SHORT EXERCISE:
Copy the material below, beginning at its first line and stopping after the line that contains "[(1025, 676)]", and offset each coordinate value in the answers by adding 96. Keep every other line as it stands, including the requests and their sample points, and leave the pictures out of your answer.

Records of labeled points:
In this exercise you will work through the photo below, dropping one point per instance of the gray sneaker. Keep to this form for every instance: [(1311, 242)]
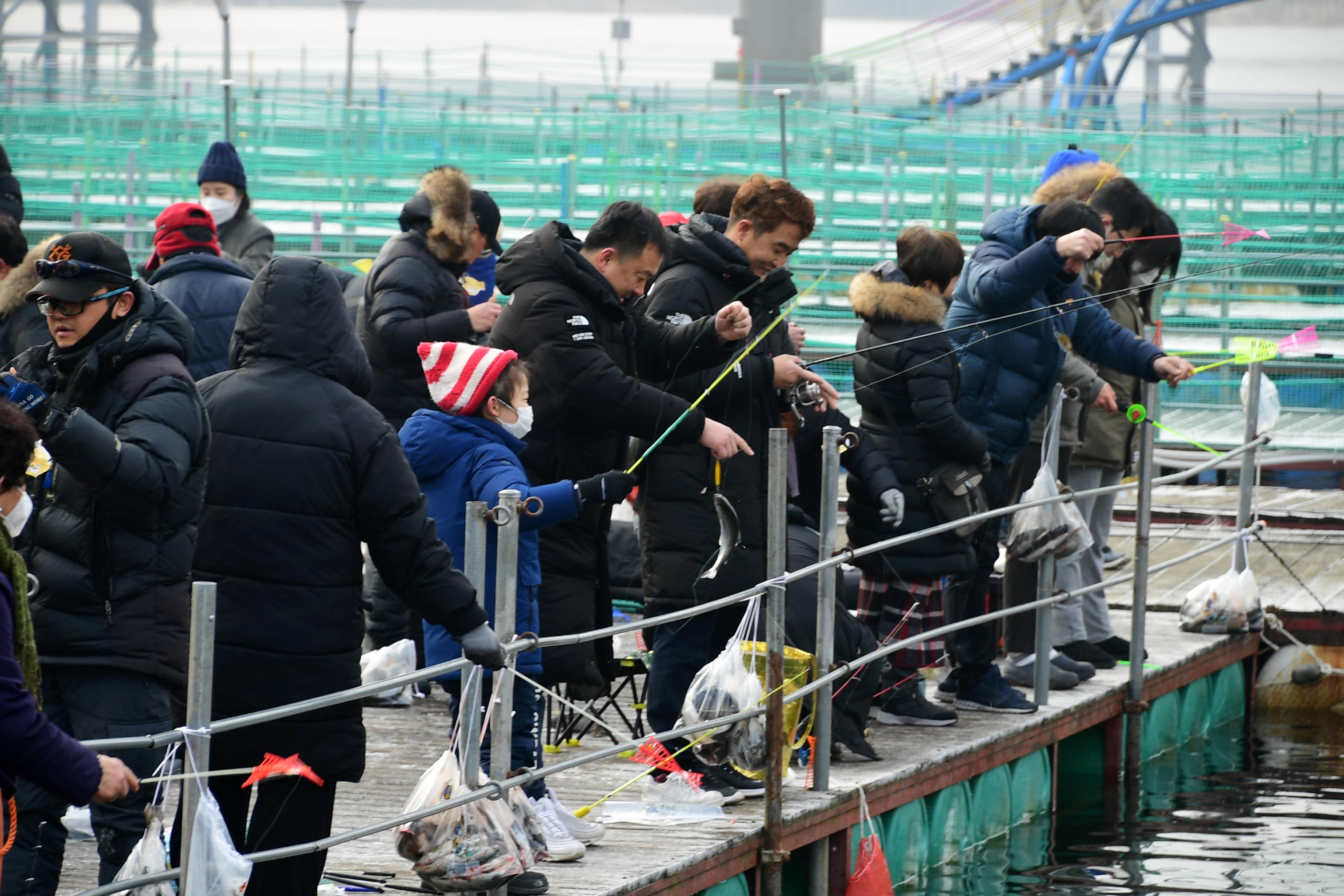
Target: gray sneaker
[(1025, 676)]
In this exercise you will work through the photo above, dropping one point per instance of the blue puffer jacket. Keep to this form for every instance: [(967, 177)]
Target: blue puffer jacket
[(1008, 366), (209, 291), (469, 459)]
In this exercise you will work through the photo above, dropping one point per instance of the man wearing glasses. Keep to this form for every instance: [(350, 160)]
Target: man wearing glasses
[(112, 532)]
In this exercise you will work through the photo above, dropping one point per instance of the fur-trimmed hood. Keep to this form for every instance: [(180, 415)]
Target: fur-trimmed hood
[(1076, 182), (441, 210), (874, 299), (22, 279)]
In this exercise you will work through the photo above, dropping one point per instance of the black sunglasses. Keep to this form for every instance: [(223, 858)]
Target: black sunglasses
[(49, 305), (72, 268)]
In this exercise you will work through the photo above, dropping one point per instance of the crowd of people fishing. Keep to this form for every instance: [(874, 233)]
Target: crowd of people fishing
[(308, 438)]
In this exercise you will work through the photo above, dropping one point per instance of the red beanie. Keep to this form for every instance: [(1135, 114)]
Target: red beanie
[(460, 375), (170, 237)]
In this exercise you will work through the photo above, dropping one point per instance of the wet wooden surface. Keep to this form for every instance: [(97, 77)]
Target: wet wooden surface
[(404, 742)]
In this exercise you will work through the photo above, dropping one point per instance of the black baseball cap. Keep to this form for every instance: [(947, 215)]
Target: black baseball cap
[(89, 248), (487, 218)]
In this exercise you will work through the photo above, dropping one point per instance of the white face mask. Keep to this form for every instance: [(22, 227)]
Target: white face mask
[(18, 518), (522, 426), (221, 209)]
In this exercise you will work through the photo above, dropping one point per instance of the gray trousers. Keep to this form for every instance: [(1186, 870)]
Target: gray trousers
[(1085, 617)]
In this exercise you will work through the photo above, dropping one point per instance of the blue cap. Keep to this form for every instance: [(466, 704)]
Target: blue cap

OUTPUT FOR THIS EXERCISE:
In this exercise you will work through the photo below, dropping one point per instance of the gray sneaker. Keep to this form for every instance: [(1311, 242)]
Target: gray sneaker
[(1121, 772)]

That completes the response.